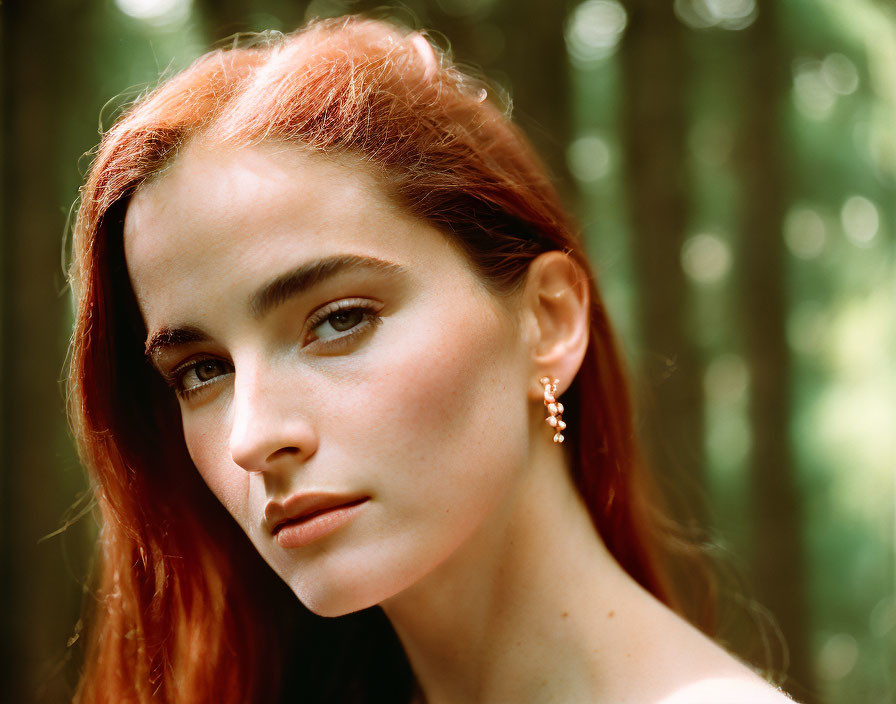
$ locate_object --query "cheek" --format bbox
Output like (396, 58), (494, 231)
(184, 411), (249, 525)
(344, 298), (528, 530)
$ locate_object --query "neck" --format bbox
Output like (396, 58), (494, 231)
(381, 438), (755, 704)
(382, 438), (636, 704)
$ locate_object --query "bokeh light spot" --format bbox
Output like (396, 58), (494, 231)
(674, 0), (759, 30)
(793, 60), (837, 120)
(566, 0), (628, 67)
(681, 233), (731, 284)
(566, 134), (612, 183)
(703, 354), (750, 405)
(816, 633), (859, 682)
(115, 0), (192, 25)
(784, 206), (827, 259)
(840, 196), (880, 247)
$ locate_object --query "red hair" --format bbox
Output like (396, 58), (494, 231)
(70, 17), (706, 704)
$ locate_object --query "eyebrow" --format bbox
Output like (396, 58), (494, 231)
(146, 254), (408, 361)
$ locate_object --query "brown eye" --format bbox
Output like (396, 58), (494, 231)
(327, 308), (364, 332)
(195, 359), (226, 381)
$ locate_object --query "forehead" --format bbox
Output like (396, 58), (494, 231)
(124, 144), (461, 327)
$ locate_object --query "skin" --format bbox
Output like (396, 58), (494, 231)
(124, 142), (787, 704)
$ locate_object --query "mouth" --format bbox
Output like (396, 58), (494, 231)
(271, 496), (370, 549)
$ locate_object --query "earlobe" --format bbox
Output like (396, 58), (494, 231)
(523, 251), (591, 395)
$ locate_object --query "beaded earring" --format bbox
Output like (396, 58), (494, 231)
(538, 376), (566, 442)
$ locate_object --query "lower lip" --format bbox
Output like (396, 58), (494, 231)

· · · · ·

▶ _WHAT IS REQUIRED_
Edit the stretch from the start of the data through the line containing "(382, 438), (636, 704)", putting "find_object" in place of "locate_object" and keeping everything else unchanged. Leave the pictures out of your answer.

▶ _RESULT BELOW_
$ find_object --query "cheek" --format bbox
Output like (396, 58), (494, 231)
(184, 411), (249, 525)
(344, 298), (528, 530)
$ find_object --query "neck" --format bbox
Output like (396, 58), (494, 231)
(381, 438), (755, 704)
(382, 438), (636, 704)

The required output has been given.